Image point grounding data

%%

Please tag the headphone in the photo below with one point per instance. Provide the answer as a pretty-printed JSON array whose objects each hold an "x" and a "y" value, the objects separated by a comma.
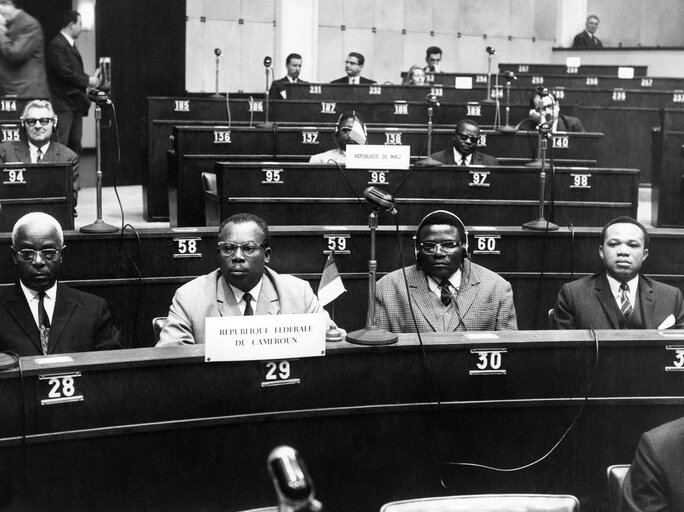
[{"x": 443, "y": 217}]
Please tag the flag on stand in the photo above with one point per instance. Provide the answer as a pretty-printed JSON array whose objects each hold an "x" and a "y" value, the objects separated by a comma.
[{"x": 331, "y": 285}]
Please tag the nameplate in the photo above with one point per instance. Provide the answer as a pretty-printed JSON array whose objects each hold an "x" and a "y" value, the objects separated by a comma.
[
  {"x": 264, "y": 337},
  {"x": 378, "y": 157}
]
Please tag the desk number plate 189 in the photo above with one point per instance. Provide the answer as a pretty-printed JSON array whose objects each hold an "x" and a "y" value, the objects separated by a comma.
[{"x": 60, "y": 388}]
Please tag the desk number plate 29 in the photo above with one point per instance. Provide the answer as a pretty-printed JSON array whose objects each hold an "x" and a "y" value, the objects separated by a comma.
[{"x": 60, "y": 388}]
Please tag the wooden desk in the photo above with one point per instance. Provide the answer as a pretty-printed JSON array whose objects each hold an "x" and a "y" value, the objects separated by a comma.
[{"x": 177, "y": 433}]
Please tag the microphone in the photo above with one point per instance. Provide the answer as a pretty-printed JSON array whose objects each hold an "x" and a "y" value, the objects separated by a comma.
[
  {"x": 291, "y": 480},
  {"x": 380, "y": 199}
]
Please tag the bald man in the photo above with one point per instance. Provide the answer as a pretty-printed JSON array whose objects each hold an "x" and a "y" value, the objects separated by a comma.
[{"x": 40, "y": 316}]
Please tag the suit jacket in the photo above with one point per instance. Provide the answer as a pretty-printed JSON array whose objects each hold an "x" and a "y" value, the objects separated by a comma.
[
  {"x": 345, "y": 80},
  {"x": 81, "y": 322},
  {"x": 280, "y": 85},
  {"x": 66, "y": 78},
  {"x": 654, "y": 482},
  {"x": 484, "y": 300},
  {"x": 210, "y": 295},
  {"x": 582, "y": 40},
  {"x": 446, "y": 156},
  {"x": 19, "y": 152},
  {"x": 22, "y": 59},
  {"x": 588, "y": 302}
]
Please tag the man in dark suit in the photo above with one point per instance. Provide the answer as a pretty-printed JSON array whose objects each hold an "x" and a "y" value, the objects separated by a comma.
[
  {"x": 353, "y": 67},
  {"x": 40, "y": 316},
  {"x": 654, "y": 481},
  {"x": 447, "y": 291},
  {"x": 620, "y": 297},
  {"x": 22, "y": 54},
  {"x": 68, "y": 82},
  {"x": 278, "y": 90},
  {"x": 38, "y": 121},
  {"x": 463, "y": 152},
  {"x": 587, "y": 38}
]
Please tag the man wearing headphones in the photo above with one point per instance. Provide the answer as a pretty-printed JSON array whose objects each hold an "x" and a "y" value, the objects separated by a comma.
[
  {"x": 447, "y": 291},
  {"x": 38, "y": 122},
  {"x": 350, "y": 129}
]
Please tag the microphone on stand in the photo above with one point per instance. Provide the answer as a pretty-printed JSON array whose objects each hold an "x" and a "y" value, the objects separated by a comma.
[{"x": 292, "y": 481}]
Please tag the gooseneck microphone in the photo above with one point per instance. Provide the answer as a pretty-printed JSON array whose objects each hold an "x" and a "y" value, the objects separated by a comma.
[{"x": 292, "y": 481}]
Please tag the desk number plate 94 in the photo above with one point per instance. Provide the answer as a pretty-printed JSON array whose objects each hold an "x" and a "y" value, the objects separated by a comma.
[{"x": 60, "y": 388}]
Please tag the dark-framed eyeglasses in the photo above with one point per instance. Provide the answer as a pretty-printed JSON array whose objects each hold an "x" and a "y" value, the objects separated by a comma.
[
  {"x": 29, "y": 255},
  {"x": 447, "y": 247},
  {"x": 43, "y": 121},
  {"x": 248, "y": 248}
]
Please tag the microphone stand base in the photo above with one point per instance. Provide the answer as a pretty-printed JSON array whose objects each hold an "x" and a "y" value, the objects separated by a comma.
[
  {"x": 541, "y": 224},
  {"x": 372, "y": 335},
  {"x": 99, "y": 226},
  {"x": 427, "y": 162}
]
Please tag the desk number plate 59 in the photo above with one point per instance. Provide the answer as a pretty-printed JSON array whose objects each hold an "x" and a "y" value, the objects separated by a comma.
[{"x": 60, "y": 388}]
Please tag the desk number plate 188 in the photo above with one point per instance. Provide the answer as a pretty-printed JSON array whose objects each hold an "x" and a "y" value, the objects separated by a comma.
[{"x": 60, "y": 388}]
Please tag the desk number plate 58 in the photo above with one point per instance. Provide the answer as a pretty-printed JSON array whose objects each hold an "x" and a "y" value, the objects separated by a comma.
[{"x": 60, "y": 388}]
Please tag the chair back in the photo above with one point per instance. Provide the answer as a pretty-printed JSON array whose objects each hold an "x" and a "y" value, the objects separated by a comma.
[
  {"x": 616, "y": 478},
  {"x": 487, "y": 503}
]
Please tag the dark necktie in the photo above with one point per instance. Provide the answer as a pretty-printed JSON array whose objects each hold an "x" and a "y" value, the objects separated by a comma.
[
  {"x": 445, "y": 294},
  {"x": 248, "y": 304},
  {"x": 43, "y": 322}
]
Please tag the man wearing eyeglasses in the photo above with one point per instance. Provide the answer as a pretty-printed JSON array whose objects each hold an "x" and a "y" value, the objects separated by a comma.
[
  {"x": 464, "y": 151},
  {"x": 353, "y": 67},
  {"x": 38, "y": 122},
  {"x": 446, "y": 290},
  {"x": 41, "y": 316},
  {"x": 242, "y": 285}
]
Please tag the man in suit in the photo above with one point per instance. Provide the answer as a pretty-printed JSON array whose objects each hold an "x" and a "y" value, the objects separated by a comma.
[
  {"x": 463, "y": 152},
  {"x": 68, "y": 82},
  {"x": 620, "y": 297},
  {"x": 654, "y": 481},
  {"x": 38, "y": 122},
  {"x": 547, "y": 107},
  {"x": 278, "y": 90},
  {"x": 38, "y": 314},
  {"x": 22, "y": 54},
  {"x": 448, "y": 292},
  {"x": 353, "y": 67},
  {"x": 242, "y": 285},
  {"x": 587, "y": 38}
]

%%

[WHAT YOU SHOULD DO]
Reproduce each entry word for word and cut the images.

[WRITTEN ANSWER]
Please tag the headphone in the photo below with one point per instance. Provide the answer as a pretty-printed JSON array whose objects each hold an "x" and a "y" value, the objects separated by a comma.
[{"x": 443, "y": 217}]
Please tag the flag on stand in the photo above with one point per instance. Provide the answer as a pretty-printed JSON array whose objects each hold an "x" and a "y" value, the objects separated by a comma.
[{"x": 331, "y": 285}]
Please tag the nameplate in the photo above with one point per instance. Provide the answer as a pretty-printed JSON array whose objects each hold an "x" and a "y" value, the objects separated by a comma.
[
  {"x": 264, "y": 337},
  {"x": 378, "y": 157}
]
Please tag the desk number plate 189 in the photo above with one point per instance. Provide the answer as a pretty-printed JSON array whose objects each hold an "x" and a "y" value, the objects separated by a comma.
[{"x": 60, "y": 388}]
Please tag the desk number plate 29 in the photo above with one point per instance. Provide the answer as a pretty-printed JSON array whose objects each hold an "x" and a "y" value, the objects separated by a comma.
[{"x": 60, "y": 388}]
Please tag the wooden desk in the photo above with one point per instance. Provide the answer as a pretty-printed JSON array whose objects each hold an "x" and a "y" value, the objects separated by a comma.
[{"x": 177, "y": 433}]
Please tag the microphone in the photo above with one point per instance. Provide the answer as a pretty-printed JSON array whose objects each hold an "x" and a "y" value, the objects separated by a comma.
[
  {"x": 291, "y": 480},
  {"x": 380, "y": 199}
]
Please tag the bald man in the photo above with one point per instance. Provide the answer as a pretty-printed JSON array whose objects each hold an "x" and a "y" value, the objects separated by a comma.
[{"x": 40, "y": 316}]
Please tag the suit jacket in the photo above with one point per instance. Provide the answer as a pretty-printed JSON array whose objects each hold an "x" and a "y" value, the objects separated by a comma.
[
  {"x": 345, "y": 80},
  {"x": 81, "y": 322},
  {"x": 280, "y": 85},
  {"x": 66, "y": 78},
  {"x": 654, "y": 482},
  {"x": 484, "y": 300},
  {"x": 210, "y": 295},
  {"x": 582, "y": 40},
  {"x": 446, "y": 156},
  {"x": 19, "y": 152},
  {"x": 22, "y": 59},
  {"x": 588, "y": 302}
]
Please tag the man in dark suit in the photo above with one point per instance. Provide the answer as a pretty-printed JSON array whose objects each hold an "x" and a "y" value, the objects separated by a comma.
[
  {"x": 353, "y": 67},
  {"x": 40, "y": 316},
  {"x": 654, "y": 481},
  {"x": 447, "y": 291},
  {"x": 620, "y": 297},
  {"x": 22, "y": 54},
  {"x": 68, "y": 82},
  {"x": 278, "y": 90},
  {"x": 38, "y": 121},
  {"x": 463, "y": 152},
  {"x": 587, "y": 38}
]
Please tag the man wearing headphones in the photo above with one point per instance. Provide the answer as a pretty-printed JSON array whose objects each hold an "x" and a "y" value, the objects separated by a comma.
[
  {"x": 447, "y": 291},
  {"x": 38, "y": 122},
  {"x": 350, "y": 129}
]
Please tag the microphone on stand in the photo above with one point per instance. Provide the answer as a pretty-printed JSON array whose objects each hold an "x" and a "y" value, the objects separated by a comma.
[{"x": 292, "y": 481}]
Please tag the gooseneck microphone in the photo above with one point per instance. Provide the answer as a pretty-printed JSON array whose objects each hold an "x" and a "y" value, the objects separated by a comma.
[{"x": 292, "y": 481}]
Please tag the desk number plate 94 in the photo above with one point per instance. Provide the answer as a pretty-printed JSON array whose objects each hold an "x" and a "y" value, the objects separated by a comma.
[{"x": 60, "y": 388}]
Please tag the dark-framed eyeglasses in the photo above with one point per instance. Provide the answer as a pretty-printed JSON array whose objects each hold an "x" and a "y" value, the objects separated by a comma.
[
  {"x": 29, "y": 255},
  {"x": 447, "y": 247},
  {"x": 43, "y": 121},
  {"x": 248, "y": 248}
]
Please tag the microphone stand base in the photo above with one point per instance. Provide the answer as a pretty-printed JSON array whose objects each hold an "x" and a "y" value, the objects separated by a comma.
[
  {"x": 541, "y": 224},
  {"x": 372, "y": 335},
  {"x": 99, "y": 226},
  {"x": 427, "y": 162}
]
Please tag the desk number plate 59 in the photo above with one point per instance. Provide the answer as a pretty-printed JSON array whose objects each hold an "x" and a "y" value, the objects separated by a comma.
[{"x": 60, "y": 388}]
Please tag the desk number plate 188 in the photo above with one point per instance. Provide the answer as a pretty-printed JSON array whose objects each hold an "x" and a "y" value, the objects separated by a comma.
[{"x": 60, "y": 388}]
Please tag the desk number plate 58 in the photo above with one point per instance. Provide the answer as a pretty-printed JSON array whose objects each hold an "x" and a "y" value, the objects separated by a comma.
[{"x": 60, "y": 388}]
Please tag the chair back in the photo above with one point per instance. Provide the answer as a pretty-printed JSON array whose objects each hold an "x" and a "y" value, the objects separated by a comma.
[
  {"x": 616, "y": 478},
  {"x": 487, "y": 503}
]
Please tag the dark necktie in the photo above with one point per instance. Provide the answer as a pretty-printed JSON array whose objects each hold an "x" and a "y" value, the objects separated by a comma.
[
  {"x": 445, "y": 294},
  {"x": 248, "y": 304},
  {"x": 43, "y": 322}
]
Please tag the man wearing eyeglasses in the photo above with one point per instance. Provide the answer as a pretty-printed JSON array whose objects each hold an "x" and a "y" value, the objects separated by a comma.
[
  {"x": 464, "y": 151},
  {"x": 353, "y": 67},
  {"x": 38, "y": 122},
  {"x": 446, "y": 290},
  {"x": 41, "y": 316},
  {"x": 242, "y": 285}
]
Please tag the man in suit in the photo above with one point per instance. Provide the answer as a pretty-printed JSON array whose objects each hold an "x" and a "y" value, the objects separated by a comma.
[
  {"x": 463, "y": 152},
  {"x": 68, "y": 82},
  {"x": 620, "y": 297},
  {"x": 654, "y": 481},
  {"x": 38, "y": 122},
  {"x": 547, "y": 107},
  {"x": 278, "y": 90},
  {"x": 38, "y": 314},
  {"x": 22, "y": 54},
  {"x": 448, "y": 292},
  {"x": 353, "y": 67},
  {"x": 242, "y": 285},
  {"x": 587, "y": 38}
]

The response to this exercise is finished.